#### AIM OF THE TASK
Please repeat the lines of the records below word for word, starting with the line that contains "Where can the cactus pad" and continuing through the end of the records.

Stored data
* * *
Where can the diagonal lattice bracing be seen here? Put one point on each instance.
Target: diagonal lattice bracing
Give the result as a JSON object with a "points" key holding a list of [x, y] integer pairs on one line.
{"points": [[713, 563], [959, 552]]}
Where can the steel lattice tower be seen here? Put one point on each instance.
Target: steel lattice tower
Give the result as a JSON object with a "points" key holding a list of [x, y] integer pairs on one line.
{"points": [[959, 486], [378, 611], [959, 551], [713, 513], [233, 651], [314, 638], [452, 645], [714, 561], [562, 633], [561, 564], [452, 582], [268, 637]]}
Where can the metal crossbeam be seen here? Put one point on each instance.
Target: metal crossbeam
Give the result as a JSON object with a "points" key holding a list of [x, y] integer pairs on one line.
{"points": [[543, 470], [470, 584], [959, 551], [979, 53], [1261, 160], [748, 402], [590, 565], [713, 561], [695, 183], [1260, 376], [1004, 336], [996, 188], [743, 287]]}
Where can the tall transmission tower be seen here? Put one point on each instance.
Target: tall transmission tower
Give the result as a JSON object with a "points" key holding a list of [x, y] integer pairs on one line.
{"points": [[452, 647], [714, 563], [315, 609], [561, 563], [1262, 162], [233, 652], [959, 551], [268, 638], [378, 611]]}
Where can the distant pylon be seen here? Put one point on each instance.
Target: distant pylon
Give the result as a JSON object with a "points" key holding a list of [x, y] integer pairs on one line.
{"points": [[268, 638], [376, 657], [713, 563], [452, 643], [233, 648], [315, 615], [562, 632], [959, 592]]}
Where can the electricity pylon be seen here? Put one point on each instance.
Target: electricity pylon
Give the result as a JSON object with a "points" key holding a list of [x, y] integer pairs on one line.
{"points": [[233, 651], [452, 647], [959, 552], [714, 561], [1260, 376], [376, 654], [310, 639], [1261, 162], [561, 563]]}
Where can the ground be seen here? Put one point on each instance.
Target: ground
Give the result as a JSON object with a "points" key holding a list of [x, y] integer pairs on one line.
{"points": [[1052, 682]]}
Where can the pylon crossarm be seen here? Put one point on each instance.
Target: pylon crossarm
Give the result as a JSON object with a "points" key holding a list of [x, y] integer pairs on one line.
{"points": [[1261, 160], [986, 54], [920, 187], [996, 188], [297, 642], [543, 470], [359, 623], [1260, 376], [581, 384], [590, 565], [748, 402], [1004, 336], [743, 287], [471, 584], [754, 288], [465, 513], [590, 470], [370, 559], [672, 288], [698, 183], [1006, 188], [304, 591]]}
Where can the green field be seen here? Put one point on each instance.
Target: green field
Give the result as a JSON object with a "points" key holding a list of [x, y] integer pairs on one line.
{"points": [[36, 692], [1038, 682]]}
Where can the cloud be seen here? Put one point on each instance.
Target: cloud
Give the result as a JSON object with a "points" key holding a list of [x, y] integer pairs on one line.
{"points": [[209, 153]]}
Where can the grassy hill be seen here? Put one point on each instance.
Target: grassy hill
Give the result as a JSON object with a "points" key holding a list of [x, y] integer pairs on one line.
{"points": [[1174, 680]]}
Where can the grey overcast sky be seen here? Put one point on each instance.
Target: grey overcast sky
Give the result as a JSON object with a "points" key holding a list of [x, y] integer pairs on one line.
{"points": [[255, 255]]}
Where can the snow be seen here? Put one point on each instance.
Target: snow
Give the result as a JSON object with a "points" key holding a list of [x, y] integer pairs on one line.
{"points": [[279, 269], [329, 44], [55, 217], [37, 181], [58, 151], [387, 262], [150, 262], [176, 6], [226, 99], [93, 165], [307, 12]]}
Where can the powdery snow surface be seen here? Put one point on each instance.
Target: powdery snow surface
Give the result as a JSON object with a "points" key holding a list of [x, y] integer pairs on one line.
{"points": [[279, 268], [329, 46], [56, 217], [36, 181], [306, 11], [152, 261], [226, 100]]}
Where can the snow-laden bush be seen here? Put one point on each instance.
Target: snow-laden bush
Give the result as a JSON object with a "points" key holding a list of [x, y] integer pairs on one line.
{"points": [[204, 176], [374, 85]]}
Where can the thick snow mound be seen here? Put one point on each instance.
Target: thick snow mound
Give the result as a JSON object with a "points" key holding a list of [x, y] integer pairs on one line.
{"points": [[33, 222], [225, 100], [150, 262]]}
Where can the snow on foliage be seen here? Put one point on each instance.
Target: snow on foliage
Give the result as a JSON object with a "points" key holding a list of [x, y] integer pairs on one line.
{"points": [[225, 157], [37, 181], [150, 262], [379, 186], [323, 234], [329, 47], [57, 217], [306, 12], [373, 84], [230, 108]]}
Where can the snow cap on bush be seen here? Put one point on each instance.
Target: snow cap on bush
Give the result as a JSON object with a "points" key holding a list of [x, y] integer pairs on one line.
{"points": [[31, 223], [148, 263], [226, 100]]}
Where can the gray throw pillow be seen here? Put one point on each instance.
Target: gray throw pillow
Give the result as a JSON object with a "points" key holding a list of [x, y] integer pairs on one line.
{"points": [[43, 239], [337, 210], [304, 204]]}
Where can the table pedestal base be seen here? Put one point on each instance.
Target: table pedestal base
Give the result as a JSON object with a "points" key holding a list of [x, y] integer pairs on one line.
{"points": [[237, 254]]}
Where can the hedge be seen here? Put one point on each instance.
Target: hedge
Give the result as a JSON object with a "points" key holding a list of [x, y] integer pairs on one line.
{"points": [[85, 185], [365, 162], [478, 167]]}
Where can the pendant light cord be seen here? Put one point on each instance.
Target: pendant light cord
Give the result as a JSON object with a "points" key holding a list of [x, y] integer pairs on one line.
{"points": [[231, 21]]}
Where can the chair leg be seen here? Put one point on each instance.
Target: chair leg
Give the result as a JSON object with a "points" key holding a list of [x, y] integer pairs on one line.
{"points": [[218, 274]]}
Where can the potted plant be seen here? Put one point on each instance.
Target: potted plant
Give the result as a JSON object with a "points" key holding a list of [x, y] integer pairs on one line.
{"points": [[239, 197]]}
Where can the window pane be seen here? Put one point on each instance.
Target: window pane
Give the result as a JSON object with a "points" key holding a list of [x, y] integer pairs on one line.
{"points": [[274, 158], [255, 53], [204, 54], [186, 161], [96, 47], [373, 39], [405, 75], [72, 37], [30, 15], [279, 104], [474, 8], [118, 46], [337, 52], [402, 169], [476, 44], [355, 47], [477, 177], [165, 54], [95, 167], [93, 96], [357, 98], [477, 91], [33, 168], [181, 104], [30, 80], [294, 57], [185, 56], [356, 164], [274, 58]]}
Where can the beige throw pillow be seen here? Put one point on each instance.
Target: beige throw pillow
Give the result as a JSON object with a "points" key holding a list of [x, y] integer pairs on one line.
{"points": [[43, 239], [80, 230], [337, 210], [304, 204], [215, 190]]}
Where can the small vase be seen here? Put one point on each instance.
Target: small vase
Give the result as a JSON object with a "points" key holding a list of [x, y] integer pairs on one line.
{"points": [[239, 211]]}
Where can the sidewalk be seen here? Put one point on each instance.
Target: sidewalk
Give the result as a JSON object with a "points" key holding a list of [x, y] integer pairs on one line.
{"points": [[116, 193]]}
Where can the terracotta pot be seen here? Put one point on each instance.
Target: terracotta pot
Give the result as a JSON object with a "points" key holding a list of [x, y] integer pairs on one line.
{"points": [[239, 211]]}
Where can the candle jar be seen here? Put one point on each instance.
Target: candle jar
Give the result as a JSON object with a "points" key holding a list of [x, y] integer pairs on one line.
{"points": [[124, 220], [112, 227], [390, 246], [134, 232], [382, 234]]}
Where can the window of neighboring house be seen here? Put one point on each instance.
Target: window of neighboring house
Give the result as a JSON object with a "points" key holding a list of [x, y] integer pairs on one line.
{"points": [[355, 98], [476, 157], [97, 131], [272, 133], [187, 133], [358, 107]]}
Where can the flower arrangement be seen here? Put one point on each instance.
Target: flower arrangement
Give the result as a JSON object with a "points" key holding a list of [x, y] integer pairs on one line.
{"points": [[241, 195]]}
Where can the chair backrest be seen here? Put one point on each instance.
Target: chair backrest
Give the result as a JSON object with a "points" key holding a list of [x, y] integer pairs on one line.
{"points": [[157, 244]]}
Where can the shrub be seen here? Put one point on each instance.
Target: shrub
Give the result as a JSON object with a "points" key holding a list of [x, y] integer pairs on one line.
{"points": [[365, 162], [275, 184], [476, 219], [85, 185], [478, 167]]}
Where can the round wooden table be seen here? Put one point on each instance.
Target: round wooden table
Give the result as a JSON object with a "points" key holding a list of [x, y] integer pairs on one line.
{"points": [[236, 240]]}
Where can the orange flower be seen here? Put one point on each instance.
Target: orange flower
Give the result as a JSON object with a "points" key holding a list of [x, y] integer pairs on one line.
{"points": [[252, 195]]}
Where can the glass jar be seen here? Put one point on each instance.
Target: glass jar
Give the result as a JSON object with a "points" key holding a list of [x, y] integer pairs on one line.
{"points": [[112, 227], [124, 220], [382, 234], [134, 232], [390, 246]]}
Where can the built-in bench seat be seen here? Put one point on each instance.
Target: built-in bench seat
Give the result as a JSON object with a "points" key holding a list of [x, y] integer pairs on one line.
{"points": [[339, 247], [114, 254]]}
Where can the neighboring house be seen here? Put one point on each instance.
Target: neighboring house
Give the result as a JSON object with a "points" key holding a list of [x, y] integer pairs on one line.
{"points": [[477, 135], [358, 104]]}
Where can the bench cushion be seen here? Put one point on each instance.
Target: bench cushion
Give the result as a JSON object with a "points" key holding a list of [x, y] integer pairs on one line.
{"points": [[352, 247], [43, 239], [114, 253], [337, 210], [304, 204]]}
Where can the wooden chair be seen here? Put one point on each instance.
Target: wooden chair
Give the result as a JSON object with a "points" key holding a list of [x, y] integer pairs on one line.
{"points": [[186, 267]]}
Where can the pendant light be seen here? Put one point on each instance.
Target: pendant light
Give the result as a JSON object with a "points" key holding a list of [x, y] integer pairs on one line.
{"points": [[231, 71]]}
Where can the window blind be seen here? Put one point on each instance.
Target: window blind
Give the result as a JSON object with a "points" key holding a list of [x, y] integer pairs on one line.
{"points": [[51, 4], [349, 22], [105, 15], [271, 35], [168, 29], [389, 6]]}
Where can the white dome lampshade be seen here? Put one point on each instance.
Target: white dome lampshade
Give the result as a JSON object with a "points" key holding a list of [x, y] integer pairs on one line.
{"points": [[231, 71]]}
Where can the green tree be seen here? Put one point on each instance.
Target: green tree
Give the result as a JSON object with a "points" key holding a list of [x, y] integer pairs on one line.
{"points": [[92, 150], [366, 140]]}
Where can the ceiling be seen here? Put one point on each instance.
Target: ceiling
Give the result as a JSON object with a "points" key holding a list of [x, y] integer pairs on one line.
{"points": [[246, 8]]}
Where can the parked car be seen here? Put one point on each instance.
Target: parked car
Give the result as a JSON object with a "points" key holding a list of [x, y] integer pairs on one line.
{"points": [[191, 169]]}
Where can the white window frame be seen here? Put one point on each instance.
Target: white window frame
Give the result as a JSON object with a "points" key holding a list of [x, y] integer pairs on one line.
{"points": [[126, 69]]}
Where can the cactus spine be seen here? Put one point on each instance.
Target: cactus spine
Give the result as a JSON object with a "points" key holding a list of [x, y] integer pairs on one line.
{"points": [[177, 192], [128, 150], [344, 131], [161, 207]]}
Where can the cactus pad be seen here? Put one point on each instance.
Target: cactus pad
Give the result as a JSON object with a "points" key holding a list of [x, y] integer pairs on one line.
* * *
#### RESULT BELOW
Where can the cactus pad be seen here? Put one point on each instance.
Target: cactus pad
Give the result as a JSON object with a "points" key holding a list of [x, y] integer pairs on one line.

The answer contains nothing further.